***** Excerpt provided

The question is,
Let $A \in M_{n \times n}(\Bbb C)$ be a self-adjoint matrix. Arrange the eigenvalues of $A$ as $0 < \lambda_1 \le \lambda_2 \le \cdots \le \lambda_n. $
Show that $ \langle Ax, x \rangle \langle A^{-1}x,x \rangle \le \frac{(\lambda_1+\lambda_n)^2}{4 \lambda_1 \lambda_n} $ for all $||x||=1, x\in V$
My approach:
Since $A$ is self-adjoint, $V$ has an orthonormal basis consisting of eigenvectors of $A.$ Let $\{v_1,v_2, \cdots, v_n\}$ be an orthonormal basis of $V$ where $Av_i=\lambda_iv_i, \forall i \in \Bbb N.$
Any arbitrary $x \in V$ with $||x||=1$ can be written as $x=\sum_{i=1}^n c_iv_i$ such that $\sum_{i=1}^n|c_i|^2=1$ where $c_i \in \Bbb C, \forall i \in \Bbb N.$ Therefore, we can write,
$$\langle Ax, x \rangle \langle A^{-1}x, x \rangle=\langle A(\sum_{i=1}^n{c_iv_i}),\sum_{i=1}^n{c_iv_i}\rangle \langle A^{-1}(\sum_{i=1}^n{c_iv_i}),\sum_{i=1}^n{c_iv_i}\rangle$$
$$=\left(\sum_{i=1}^n|c_i|^2\lambda_i\right)\left(\sum_{i=1}^n\frac{1}{\lambda_i}|c_i|^2 \right)$$
And I could not figure out how to proceed after this. I managed to show the inequality holds when $A$ is a $2\times 2$ matrix. Also clearly if $c_1=c_n= \sqrt{\frac{1}{2}}, c_2=\cdots=c_{n-1}=0,$ then the equality holds. But apart from these, I could not do much. I tried using Lagrange multiplier but haven't had much luck with that either. So any help would be really appreciated.
Best Answer
Remark: As pointed out by @leslie townes, this is the so-called the Kantorovich inequality. Years ago, I came up with a proof myself (However, perhaps it is not new).
Problem: Let $a_k \ge 0$, $k = 1, 2, \cdots, n$ with $\sum_{k=1}^n a_k = 1$. Let $0 < \lambda_1 \le \lambda_2 \le \cdots \le \lambda_n$. Prove that $$\Big(\sum_{k=1}^n \lambda_k a_k\Big) \Big(\sum_{k=1}^n \frac{a_k}{\lambda_k}\Big)\le \frac{(\lambda_1+\lambda_n)^2}{4\lambda_1\lambda_n}.$$
Proof:
If $\lambda_1 = \lambda_n$, the inequality is clearly true. In the following, assume $\lambda_1 < \lambda_n$.

**********
***** Data extract

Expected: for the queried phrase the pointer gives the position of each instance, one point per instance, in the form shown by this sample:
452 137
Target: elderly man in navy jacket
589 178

**********

:: Short exercise A ::
From the eigenvalue inequality thread above, extract the stretch from "Best Answer" through "assume $\lambda_1 < \lambda_n$.".
:: Short exercise B ::
What name does the answer in the eigenvalue inequality thread give to the inequality being proved?
:: Short exercise C ::
Translate this sentence from the eigenvalue inequality thread into Spanish: "I tried using Lagrange multiplier but haven't had much luck with that either."

:: Task result A ::
Best Answer
Remark: As pointed out by @leslie townes, this is the so-called the Kantorovich inequality. Years ago, I came up with a proof myself (However, perhaps it is not new).
Problem: Let $a_k \ge 0$, $k = 1, 2, \cdots, n$ with $\sum_{k=1}^n a_k = 1$. Let $0 < \lambda_1 \le \lambda_2 \le \cdots \le \lambda_n$. Prove that $$\Big(\sum_{k=1}^n \lambda_k a_k\Big) \Big(\sum_{k=1}^n \frac{a_k}{\lambda_k}\Big)\le \frac{(\lambda_1+\lambda_n)^2}{4\lambda_1\lambda_n}.$$
Proof:
If $\lambda_1 = \lambda_n$, the inequality is clearly true. In the following, assume $\lambda_1 < \lambda_n$.

:: Task result B ::
The Kantorovich inequality.

:: Task result C ::
Intenté usar el multiplicador de Lagrange, pero tampoco he tenido mucha suerte con eso.